## Source text:
Hey, Scott. How's going?

Scott Dillingham:

Awesome. Awesome. How are you doing this morning?

Lucas Jensen:

Good. It's it's a little early, but we're we're doing good. We're up and we're up and going.

Scott Dillingham:

Yeah. Yeah. And we're in different time zones. So for me, mean, it's 09:30 eastern, but for you, it's 06:30 eastern. Right?

Scott Dillingham:

Or you're not eastern, but your your time. Yeah. So thank you for coming on so early. But what I what the reason I'm really excited to have you on, we've had so a lot of Canadians are investing in The States, and, you know, we work with a lot of Americans investing in The States too. And we're essentially an investor focused brokerage.

Scott Dillingham:

So that's kind of how I met you. It's just, you know, between different deals and stuff. But I really love what you and your group are doing. And I'd love to hear your story and then we can, you know, enlighten the audience as to what you guys are doing and what future opportunities are there for the investors. So I'll turn it over to you.

Lucas Jensen:

Right on Scott. Well, so I got into this probably about a year and a half ago. And I came from, I worked at Microsoft. I'm an electrical engineer by trade. I have my master's degree in electrical engineering.

Lucas Jensen:

And I was at Microsoft and during 2022, when all the interest rates spiked, everybody knows all that. Also cut a lot of employees during that time as well because the interest spikes. And so I was one of the first rounds that got cut off that And I spent seven years working on Surface devices there. And so pretty much every Surface device that was out during that time, had worked on it at some point in time, right?

Scott Dillingham:

Nice, that's awesome. I got the Microsoft Surface mouse and the laptop.

Lucas Jensen:

There you go.

Scott Dillingham:

That's probably you behind the would

Lucas Jensen:

like to help design that.

Scott Dillingham:

Super cool.

Lucas Jensen:

So then I was like, I had already gone through this job getting let go before. Back in 2008, I was out of a job for almost eight months and had a very young family at the time and wasn't able to find work. And so I'd gone back to school, got my degree, got the job at Microsoft. I thought everything was going great. Then of course, I landed in the same position again, right?

Lucas Jensen:

I'm like, well, what's going on? And I was able to get a job much, much quicker this time. And I'm still employed at that place as a senior electrical engineer designing advanced communication amplifiers for the military. Okay. But it showed a weakness in my strategy, right?

## Problems to solve:
**1)** Change the interview transcript by rewriting it starting at "So that's kind" and ending at "over to you.", with "audience" swapped for "listeners".
**2)** Take the interview transcript further, picking up right after its last line.
The data that comes next is separate from the interview transcript.

[Dataset rows]
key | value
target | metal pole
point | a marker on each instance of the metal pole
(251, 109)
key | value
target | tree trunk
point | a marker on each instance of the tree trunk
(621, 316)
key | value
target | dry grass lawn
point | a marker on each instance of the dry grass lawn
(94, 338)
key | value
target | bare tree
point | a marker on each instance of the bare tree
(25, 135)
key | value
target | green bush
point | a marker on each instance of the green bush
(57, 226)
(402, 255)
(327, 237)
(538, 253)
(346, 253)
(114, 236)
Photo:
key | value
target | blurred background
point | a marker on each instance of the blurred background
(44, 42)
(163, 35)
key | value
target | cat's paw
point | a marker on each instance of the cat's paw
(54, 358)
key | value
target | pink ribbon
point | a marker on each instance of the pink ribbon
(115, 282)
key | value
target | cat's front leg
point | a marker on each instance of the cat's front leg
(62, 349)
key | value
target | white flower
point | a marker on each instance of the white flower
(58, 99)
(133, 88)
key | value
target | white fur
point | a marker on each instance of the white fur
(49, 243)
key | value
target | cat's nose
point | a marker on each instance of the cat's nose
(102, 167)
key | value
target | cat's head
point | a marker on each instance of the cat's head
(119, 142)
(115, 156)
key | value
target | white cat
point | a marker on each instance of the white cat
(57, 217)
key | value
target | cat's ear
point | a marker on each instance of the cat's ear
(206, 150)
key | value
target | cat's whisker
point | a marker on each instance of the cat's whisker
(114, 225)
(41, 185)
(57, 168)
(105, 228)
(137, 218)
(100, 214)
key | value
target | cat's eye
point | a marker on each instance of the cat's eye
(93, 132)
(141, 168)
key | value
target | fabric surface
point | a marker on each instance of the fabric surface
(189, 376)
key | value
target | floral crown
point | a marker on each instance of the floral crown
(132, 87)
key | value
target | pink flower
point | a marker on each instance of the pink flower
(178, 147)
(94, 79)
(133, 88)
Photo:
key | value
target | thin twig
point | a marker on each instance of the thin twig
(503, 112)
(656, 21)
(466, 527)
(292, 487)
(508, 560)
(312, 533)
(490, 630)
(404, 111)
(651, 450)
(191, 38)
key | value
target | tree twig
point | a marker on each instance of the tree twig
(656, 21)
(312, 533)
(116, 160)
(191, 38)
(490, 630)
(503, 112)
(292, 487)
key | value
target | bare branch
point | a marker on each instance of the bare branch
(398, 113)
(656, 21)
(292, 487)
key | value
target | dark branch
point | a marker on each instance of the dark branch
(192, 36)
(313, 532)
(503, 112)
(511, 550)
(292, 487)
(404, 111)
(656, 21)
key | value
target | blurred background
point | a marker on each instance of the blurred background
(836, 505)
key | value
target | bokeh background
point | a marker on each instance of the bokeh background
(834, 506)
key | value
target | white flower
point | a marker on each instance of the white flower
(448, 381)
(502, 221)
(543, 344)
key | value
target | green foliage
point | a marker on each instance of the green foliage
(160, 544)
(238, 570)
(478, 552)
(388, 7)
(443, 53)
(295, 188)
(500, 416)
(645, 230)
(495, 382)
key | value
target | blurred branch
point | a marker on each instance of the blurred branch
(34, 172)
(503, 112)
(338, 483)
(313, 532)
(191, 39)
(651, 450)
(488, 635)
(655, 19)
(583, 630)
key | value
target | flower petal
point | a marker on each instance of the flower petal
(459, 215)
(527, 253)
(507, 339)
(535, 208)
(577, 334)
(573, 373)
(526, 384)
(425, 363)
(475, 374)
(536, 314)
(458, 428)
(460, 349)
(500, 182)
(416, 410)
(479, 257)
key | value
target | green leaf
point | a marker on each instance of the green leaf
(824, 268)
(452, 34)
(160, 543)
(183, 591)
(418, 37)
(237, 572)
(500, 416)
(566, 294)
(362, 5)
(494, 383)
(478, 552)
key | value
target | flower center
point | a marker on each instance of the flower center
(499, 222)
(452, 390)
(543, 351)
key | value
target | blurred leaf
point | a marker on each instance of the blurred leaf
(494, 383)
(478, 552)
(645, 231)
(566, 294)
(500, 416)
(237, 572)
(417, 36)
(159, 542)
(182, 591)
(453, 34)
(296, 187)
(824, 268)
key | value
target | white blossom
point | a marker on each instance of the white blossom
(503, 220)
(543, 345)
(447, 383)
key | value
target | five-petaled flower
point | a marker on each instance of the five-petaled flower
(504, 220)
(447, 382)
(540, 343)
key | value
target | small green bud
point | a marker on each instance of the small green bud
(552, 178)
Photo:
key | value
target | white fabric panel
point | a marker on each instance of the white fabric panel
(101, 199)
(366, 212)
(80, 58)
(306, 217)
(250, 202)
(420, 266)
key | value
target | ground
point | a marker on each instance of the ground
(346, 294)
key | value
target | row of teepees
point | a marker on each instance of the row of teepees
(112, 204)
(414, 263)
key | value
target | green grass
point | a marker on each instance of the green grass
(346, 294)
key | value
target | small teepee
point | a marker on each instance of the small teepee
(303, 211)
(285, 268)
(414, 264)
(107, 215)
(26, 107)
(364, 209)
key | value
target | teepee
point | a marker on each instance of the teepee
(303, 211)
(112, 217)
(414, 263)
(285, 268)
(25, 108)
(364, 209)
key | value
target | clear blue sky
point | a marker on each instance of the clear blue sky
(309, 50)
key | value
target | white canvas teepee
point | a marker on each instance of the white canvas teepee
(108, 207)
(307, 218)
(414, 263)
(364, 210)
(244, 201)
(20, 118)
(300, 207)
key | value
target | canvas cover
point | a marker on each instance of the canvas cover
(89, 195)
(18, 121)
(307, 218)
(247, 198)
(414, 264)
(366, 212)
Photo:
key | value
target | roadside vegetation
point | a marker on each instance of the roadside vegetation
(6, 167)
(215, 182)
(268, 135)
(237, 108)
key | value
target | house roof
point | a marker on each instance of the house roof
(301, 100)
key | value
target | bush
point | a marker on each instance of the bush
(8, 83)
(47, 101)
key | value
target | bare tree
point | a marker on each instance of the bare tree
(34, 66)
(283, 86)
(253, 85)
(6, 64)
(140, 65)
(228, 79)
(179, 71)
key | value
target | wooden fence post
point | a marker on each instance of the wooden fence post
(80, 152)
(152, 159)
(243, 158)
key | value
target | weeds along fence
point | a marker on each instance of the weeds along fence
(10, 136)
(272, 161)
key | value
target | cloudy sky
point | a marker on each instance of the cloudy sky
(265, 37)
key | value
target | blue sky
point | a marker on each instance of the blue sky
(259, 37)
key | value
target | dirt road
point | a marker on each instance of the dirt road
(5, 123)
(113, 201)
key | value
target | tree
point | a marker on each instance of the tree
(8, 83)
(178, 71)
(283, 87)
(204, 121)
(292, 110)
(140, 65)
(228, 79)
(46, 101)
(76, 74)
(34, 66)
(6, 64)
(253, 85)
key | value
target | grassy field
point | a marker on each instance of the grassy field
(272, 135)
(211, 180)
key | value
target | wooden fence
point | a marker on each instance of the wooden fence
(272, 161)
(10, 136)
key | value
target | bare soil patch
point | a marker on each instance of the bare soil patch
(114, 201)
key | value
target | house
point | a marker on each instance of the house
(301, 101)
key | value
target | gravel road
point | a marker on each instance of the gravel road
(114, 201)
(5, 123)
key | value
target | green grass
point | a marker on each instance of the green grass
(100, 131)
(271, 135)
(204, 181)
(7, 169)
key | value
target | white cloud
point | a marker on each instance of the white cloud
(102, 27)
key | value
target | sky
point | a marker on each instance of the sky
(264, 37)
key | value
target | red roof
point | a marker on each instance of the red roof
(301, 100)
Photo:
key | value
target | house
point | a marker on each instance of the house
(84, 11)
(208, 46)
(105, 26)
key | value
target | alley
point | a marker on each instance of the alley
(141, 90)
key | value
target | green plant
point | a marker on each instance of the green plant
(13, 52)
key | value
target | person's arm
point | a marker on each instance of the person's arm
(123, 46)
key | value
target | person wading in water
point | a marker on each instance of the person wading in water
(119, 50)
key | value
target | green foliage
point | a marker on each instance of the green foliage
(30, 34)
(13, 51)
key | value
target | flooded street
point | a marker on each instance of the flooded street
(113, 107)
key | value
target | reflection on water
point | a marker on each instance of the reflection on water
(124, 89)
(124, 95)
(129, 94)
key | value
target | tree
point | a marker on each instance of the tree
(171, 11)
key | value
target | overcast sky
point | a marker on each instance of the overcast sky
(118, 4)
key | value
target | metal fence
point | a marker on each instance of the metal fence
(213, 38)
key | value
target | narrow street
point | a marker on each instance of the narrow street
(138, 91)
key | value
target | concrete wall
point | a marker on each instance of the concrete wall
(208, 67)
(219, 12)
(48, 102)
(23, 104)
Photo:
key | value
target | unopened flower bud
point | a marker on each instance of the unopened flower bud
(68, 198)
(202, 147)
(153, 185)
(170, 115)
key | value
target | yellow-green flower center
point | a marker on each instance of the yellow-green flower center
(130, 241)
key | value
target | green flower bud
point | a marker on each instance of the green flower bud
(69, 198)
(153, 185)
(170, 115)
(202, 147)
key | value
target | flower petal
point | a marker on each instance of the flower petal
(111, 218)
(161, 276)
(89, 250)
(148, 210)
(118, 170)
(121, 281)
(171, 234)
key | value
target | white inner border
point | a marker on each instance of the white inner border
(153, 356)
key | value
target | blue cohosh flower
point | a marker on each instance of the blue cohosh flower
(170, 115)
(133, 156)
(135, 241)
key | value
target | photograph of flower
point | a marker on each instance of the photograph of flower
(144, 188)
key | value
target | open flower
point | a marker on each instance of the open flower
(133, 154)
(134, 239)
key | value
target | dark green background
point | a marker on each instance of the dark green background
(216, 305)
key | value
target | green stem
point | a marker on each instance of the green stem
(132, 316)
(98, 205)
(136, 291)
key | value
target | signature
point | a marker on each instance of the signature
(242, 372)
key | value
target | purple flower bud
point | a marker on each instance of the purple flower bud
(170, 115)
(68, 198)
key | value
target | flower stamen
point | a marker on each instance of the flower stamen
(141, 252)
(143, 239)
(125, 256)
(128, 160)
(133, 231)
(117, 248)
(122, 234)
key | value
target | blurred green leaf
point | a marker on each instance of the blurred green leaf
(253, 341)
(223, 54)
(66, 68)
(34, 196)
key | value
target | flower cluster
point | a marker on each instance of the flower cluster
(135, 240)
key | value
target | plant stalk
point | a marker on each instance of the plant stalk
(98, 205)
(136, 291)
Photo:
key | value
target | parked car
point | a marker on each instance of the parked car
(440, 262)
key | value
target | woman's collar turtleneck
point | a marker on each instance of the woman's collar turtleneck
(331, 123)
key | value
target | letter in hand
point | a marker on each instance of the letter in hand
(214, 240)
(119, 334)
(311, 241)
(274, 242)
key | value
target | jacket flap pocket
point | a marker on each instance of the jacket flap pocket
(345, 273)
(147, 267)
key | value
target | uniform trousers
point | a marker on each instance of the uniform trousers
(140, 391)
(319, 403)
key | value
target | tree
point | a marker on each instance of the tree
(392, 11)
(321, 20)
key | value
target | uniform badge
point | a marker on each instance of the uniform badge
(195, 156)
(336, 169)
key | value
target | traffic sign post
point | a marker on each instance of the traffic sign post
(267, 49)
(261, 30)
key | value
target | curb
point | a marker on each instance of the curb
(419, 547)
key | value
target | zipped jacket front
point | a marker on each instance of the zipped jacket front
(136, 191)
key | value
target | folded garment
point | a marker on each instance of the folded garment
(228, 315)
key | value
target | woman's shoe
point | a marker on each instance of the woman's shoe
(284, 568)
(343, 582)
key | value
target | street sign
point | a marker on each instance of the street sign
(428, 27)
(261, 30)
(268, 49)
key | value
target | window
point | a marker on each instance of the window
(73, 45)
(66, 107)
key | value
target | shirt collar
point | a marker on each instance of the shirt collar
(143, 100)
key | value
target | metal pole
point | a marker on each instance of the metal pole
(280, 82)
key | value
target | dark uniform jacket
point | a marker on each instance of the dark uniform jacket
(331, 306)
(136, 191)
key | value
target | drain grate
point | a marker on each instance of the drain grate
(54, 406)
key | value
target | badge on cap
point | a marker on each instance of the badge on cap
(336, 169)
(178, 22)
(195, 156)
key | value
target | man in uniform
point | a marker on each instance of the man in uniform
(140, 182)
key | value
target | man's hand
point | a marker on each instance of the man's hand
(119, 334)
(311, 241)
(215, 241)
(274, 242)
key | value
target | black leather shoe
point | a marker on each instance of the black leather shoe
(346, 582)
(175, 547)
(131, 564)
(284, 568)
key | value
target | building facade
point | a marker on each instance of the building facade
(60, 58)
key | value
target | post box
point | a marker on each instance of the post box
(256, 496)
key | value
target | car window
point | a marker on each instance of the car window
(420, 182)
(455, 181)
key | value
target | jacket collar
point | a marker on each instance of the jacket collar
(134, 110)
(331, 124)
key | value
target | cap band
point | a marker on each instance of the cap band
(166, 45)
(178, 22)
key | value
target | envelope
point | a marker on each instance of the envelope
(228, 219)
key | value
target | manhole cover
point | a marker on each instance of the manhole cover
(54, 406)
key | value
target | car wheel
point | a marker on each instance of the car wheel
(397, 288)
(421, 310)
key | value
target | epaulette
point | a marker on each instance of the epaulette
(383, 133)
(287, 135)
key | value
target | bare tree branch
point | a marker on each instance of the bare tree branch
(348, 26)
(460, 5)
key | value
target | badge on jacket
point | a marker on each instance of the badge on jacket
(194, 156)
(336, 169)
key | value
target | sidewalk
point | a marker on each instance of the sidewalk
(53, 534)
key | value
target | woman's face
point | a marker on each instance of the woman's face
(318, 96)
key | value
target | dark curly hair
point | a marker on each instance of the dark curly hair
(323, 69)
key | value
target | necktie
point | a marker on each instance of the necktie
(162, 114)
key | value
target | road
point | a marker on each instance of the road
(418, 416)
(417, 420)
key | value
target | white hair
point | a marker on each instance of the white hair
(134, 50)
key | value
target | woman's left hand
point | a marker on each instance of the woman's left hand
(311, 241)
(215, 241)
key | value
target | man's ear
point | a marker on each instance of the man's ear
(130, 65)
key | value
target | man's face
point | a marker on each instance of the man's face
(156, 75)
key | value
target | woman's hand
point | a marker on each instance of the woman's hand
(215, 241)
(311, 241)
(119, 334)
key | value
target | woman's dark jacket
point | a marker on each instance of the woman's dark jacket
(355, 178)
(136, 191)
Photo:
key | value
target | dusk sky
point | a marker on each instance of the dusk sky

## Responses in order:
**1)**
So that's kind of how I met you. It's just, you know, between different deals and stuff. But I really love what you and your group are doing. And I'd love to hear your story and then we can, you know, enlighten the listeners as to what you guys are doing and what future opportunities are there for the investors. So I'll turn it over to you.

**2)**
Lucas Jensen:

All I am is just one job loss away from not being able to support the family, take care of the normal things. And so I'm like, okay, what do I replace this with? And so that's when I started jumping into real estate. And I realized that there's some economics to real estate, right? If you buy a single family rental, you have one door.

Lucas Jensen:

And if that person vacates and it takes you a month to two months, you're on the hook for all the expenses that come along with that rental. And I'm just like, well, I can't afford to do that. That's huge risk, right? And so then I started looking at like two duplexes and quadplexes and short term rentals and stuff like that. And I'm like, okay, well this is a little bit better, but still it's kind of in that gray area of like, only, it can be catastrophic, right?

Lucas Jensen:

Because the numbers just don't work out. So the numbers really start to work out once you get above like 16 to 30 units. Then if you have a couple vacancies or you have to do turns on your units, then it's not really hurting your bottom line, your normal operating income, right? And so the numbers just worked out. So I had to try and figure out how I get those kinds of deals, right?

Lucas Jensen:

And so through this process, I've partnered with some really great people that have allowed me to get into positions where I can actually own some of these bigger units. We're closing on a 50 unit property in Bremerton, Washington, right next to Puget Sound Naval Shipyards that caters to the Navy and the shipyards over there and the contract workers that go over there. And that's fantastic opportunity. We expect to close that in like a week or two. But then that also led me to my another opportunity, the other strategy that we have, which is trying to help solve the affordability crisis in the Pacific Northwest between Portland and Oregon and Portland, Oregon and Washington.

Lucas Jensen:

And so right now we have like a 16 unit that we're doing a condo conversion on. And the whole point of this is that we take the 16 unit apartment, we convert each individual one into condos and then we turn around and sell them to families that are at about the 80% AMI level in the market and don't really have a whole lot of opportunities to buy places. So then what we're looking for is charities from different charity organizations to help them with their down payment. And then if they still need it, then we'll take a secondary position on their title in order to help them avoid PMI. So then the ultimate goal of this is to get their payment, their taxes and their insurance, all that total cost at or around 2 to $300 maybe $400 more than what they're currently paying to where now they can step into home ownership with a little money out of pocket and with barely having to pay more than what they were before for the same style place, right?

Lucas Jensen:

So we've been doing that. My partner has been doing it much longer, but to combine total, we're over thirty eight years of doing this. And we've put one of these projects out a quarter, once a quarter. And we like to pay our investors when they help us out with this whole thing. So we're solving a problem with home affordability, but at the same time, we're rewarding people for helping us out too.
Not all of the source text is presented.